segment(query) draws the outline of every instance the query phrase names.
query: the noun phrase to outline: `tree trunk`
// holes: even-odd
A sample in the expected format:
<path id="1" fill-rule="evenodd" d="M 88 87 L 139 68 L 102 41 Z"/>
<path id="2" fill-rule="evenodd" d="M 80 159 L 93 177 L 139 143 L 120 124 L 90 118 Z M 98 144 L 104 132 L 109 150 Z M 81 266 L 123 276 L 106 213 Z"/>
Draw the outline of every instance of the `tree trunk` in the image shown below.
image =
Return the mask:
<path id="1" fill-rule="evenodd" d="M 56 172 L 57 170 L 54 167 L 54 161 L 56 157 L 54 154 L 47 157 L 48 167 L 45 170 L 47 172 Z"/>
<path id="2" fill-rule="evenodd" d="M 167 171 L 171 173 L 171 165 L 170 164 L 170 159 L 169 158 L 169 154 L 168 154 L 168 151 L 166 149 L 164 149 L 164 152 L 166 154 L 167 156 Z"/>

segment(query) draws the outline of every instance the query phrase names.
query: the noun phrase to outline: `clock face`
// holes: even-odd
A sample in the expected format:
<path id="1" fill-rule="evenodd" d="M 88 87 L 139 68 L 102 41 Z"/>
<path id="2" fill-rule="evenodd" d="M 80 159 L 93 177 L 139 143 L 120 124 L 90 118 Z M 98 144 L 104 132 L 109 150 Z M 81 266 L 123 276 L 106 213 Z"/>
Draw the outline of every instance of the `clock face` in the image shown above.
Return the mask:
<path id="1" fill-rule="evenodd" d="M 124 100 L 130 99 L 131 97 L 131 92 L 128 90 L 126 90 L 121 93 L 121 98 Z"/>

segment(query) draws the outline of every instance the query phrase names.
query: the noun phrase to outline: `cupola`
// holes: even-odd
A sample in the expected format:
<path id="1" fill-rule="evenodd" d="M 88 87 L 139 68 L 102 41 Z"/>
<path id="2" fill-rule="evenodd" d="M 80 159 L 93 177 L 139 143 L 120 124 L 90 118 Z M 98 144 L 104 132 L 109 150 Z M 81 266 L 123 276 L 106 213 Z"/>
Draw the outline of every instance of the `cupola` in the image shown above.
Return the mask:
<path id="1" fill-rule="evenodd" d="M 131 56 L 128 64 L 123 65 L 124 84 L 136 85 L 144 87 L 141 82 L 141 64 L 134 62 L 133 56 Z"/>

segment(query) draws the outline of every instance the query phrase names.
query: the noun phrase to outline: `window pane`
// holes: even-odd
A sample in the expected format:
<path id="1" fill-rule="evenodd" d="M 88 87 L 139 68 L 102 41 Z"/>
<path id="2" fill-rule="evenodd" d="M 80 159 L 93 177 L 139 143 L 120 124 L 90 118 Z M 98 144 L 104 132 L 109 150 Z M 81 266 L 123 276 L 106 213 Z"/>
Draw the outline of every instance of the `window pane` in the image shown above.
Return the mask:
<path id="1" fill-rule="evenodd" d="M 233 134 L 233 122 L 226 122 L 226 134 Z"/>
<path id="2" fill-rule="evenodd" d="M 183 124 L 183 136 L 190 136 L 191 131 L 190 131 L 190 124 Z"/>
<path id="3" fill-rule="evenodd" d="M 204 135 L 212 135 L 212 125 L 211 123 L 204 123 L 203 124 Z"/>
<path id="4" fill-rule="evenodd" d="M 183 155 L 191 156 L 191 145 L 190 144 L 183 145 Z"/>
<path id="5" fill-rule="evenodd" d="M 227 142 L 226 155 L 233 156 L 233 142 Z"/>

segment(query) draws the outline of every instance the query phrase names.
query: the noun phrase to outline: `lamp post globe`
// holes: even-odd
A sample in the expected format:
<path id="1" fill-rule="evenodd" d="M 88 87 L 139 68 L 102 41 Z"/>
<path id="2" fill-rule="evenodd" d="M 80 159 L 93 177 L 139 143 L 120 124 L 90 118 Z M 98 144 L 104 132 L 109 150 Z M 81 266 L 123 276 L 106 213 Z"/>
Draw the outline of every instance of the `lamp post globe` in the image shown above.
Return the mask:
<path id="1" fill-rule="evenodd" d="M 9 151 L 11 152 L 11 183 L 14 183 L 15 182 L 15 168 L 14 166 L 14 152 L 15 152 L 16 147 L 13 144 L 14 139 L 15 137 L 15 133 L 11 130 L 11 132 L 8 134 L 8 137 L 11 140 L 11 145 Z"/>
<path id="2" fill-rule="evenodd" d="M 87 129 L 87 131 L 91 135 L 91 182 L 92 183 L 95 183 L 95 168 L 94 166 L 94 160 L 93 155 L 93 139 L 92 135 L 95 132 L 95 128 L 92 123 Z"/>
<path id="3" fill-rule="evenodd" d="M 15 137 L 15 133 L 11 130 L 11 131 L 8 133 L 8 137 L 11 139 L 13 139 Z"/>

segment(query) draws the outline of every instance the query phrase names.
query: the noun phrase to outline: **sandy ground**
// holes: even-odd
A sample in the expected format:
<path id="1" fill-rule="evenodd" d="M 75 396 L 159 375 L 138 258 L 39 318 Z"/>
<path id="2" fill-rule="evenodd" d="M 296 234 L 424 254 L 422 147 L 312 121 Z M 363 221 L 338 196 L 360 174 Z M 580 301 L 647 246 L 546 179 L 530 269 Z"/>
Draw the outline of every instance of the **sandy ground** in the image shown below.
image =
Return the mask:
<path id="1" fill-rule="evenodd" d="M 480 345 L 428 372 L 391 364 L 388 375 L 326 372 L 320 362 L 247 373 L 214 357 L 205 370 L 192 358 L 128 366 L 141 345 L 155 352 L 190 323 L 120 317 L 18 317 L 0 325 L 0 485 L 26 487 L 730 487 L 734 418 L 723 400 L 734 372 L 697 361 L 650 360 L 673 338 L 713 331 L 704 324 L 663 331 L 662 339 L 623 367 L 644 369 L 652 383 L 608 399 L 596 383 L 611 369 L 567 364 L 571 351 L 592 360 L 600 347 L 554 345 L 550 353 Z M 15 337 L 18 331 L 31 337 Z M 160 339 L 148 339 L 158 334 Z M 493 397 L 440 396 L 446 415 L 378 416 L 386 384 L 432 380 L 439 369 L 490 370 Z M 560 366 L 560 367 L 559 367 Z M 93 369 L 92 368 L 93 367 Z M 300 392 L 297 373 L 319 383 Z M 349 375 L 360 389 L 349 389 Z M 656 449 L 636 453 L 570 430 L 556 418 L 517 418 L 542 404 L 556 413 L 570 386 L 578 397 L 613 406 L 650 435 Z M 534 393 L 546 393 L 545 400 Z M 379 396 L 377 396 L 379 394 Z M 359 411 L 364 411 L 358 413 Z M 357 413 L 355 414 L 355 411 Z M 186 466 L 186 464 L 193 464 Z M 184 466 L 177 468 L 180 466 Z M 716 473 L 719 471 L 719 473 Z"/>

====

Rewrite all the rows above, replacing every occurrence of "Return the mask" with "Output the mask" and leaving everything else unchanged.

segment(query) draws the outline of every instance the query phrase names.
query: the noun phrase to outline: `tree trunk`
// holes: even-odd
A sample in the expected format:
<path id="1" fill-rule="evenodd" d="M 88 87 L 139 68 L 102 41 Z"/>
<path id="2" fill-rule="evenodd" d="M 80 159 L 93 177 L 139 143 L 120 124 L 90 118 Z M 98 144 L 104 132 L 109 150 Z M 81 266 L 123 276 L 106 213 Z"/>
Draw the outline of every instance of the `tree trunk` in the image shown below.
image =
Output the mask:
<path id="1" fill-rule="evenodd" d="M 56 172 L 57 170 L 54 167 L 54 161 L 56 157 L 54 154 L 47 157 L 48 167 L 45 170 L 47 172 Z"/>
<path id="2" fill-rule="evenodd" d="M 167 171 L 171 173 L 171 165 L 170 164 L 170 159 L 169 158 L 169 154 L 168 154 L 168 151 L 166 149 L 164 149 L 164 152 L 166 154 L 167 156 Z"/>

segment(query) draws the outline of every instance the query phrase names.
query: the noun phrase to outline: `clock face`
// holes: even-odd
A sample in the expected format:
<path id="1" fill-rule="evenodd" d="M 88 87 L 139 68 L 102 41 Z"/>
<path id="2" fill-rule="evenodd" d="M 80 159 L 93 177 L 139 143 L 120 124 L 90 118 Z M 98 144 L 104 132 L 109 150 Z M 81 266 L 123 276 L 106 213 Z"/>
Draw the outline of every instance of the `clock face` in the image shown above.
Output the mask:
<path id="1" fill-rule="evenodd" d="M 124 100 L 130 99 L 131 97 L 131 92 L 128 90 L 126 90 L 121 93 L 121 98 Z"/>

segment(query) draws the outline of every instance the query phrase names.
query: the noun phrase to outline: `cupola`
// holes: even-odd
A sample in the expected format:
<path id="1" fill-rule="evenodd" d="M 88 87 L 139 68 L 102 41 Z"/>
<path id="2" fill-rule="evenodd" d="M 80 159 L 93 177 L 139 143 L 120 124 L 90 118 Z M 98 144 L 104 132 L 109 150 Z M 81 266 L 123 276 L 106 213 Z"/>
Draw the outline of every instance of the `cupola` in the image shown above.
Output the mask:
<path id="1" fill-rule="evenodd" d="M 131 56 L 128 64 L 123 65 L 124 84 L 136 85 L 144 87 L 141 82 L 141 64 L 134 62 L 133 56 Z"/>

segment(query) draws the outline of every instance the query phrase names.
query: the noun phrase to outline: `window pane`
// holes: even-odd
A sample in the expected format:
<path id="1" fill-rule="evenodd" d="M 88 87 L 139 68 L 102 41 Z"/>
<path id="2" fill-rule="evenodd" d="M 80 159 L 93 177 L 139 143 L 120 124 L 90 118 Z M 98 144 L 104 132 L 109 150 Z M 81 266 L 123 276 L 106 213 Z"/>
Draw the outline of every instance of the `window pane` in the image shown above.
Output the mask:
<path id="1" fill-rule="evenodd" d="M 233 134 L 233 122 L 226 122 L 226 134 Z"/>
<path id="2" fill-rule="evenodd" d="M 183 124 L 183 136 L 190 136 L 191 131 L 190 131 L 190 124 Z"/>
<path id="3" fill-rule="evenodd" d="M 204 135 L 212 135 L 212 125 L 211 123 L 204 123 L 203 124 Z"/>
<path id="4" fill-rule="evenodd" d="M 183 155 L 191 156 L 191 145 L 190 144 L 183 145 Z"/>
<path id="5" fill-rule="evenodd" d="M 227 142 L 226 155 L 233 156 L 233 142 Z"/>

segment(query) draws the outline of every instance the query phrase names.
query: the noun phrase to outline: `lamp post globe`
// holes: even-odd
A sample in the expected format:
<path id="1" fill-rule="evenodd" d="M 88 87 L 139 68 L 102 41 Z"/>
<path id="2" fill-rule="evenodd" d="M 80 159 L 93 177 L 139 143 L 120 124 L 90 118 Z M 98 144 L 104 132 L 109 150 Z M 81 266 L 123 276 L 106 213 Z"/>
Draw the outline of every instance of the `lamp post globe` in the image shown above.
Output the mask:
<path id="1" fill-rule="evenodd" d="M 9 151 L 11 152 L 11 183 L 14 183 L 15 182 L 15 168 L 14 166 L 14 152 L 15 152 L 16 147 L 13 144 L 14 139 L 15 137 L 15 133 L 11 130 L 11 132 L 8 134 L 8 137 L 11 140 L 11 145 Z"/>
<path id="2" fill-rule="evenodd" d="M 87 129 L 87 131 L 91 135 L 91 182 L 92 183 L 95 183 L 95 168 L 94 166 L 94 160 L 93 155 L 93 139 L 92 135 L 95 132 L 95 128 L 92 123 Z"/>
<path id="3" fill-rule="evenodd" d="M 15 137 L 15 133 L 11 130 L 11 131 L 8 133 L 8 137 L 11 139 L 13 139 Z"/>

segment(query) draws the outline of every instance the query phrase names.
query: the noun phrase to outline: **sandy ground**
// holes: even-odd
A sample in the expected format:
<path id="1" fill-rule="evenodd" d="M 75 396 L 159 375 L 138 258 L 39 318 Z"/>
<path id="2" fill-rule="evenodd" d="M 296 234 L 424 254 L 422 147 L 312 121 Z M 363 221 L 338 196 L 360 174 Z M 580 301 L 647 246 L 546 179 L 530 269 Z"/>
Draw the outline of every instance of the **sandy ground** in the image shown below.
image =
Output the mask:
<path id="1" fill-rule="evenodd" d="M 480 345 L 428 372 L 391 364 L 388 375 L 326 372 L 320 362 L 247 373 L 214 357 L 205 370 L 192 358 L 128 366 L 141 345 L 155 352 L 190 323 L 120 317 L 18 317 L 0 325 L 0 485 L 26 487 L 730 487 L 734 418 L 723 400 L 734 372 L 697 361 L 650 360 L 673 338 L 713 331 L 704 324 L 663 331 L 662 339 L 623 367 L 644 369 L 652 383 L 608 399 L 596 383 L 611 369 L 567 364 L 571 351 L 592 360 L 600 347 L 554 345 L 550 353 Z M 15 337 L 18 331 L 31 337 Z M 160 339 L 148 339 L 158 334 Z M 493 397 L 440 396 L 446 415 L 378 416 L 386 384 L 432 380 L 439 369 L 490 370 Z M 560 366 L 560 367 L 559 367 Z M 93 369 L 92 368 L 93 367 Z M 300 392 L 297 373 L 319 383 Z M 349 375 L 360 389 L 349 389 Z M 656 449 L 636 453 L 570 430 L 556 418 L 517 418 L 542 404 L 556 413 L 570 386 L 578 397 L 613 406 L 650 435 Z M 534 393 L 546 393 L 545 400 Z M 379 396 L 377 396 L 379 394 Z M 359 411 L 364 411 L 358 413 Z M 357 413 L 355 414 L 355 411 Z M 186 466 L 186 464 L 193 464 Z M 184 466 L 177 468 L 180 466 Z M 716 473 L 719 471 L 719 473 Z"/>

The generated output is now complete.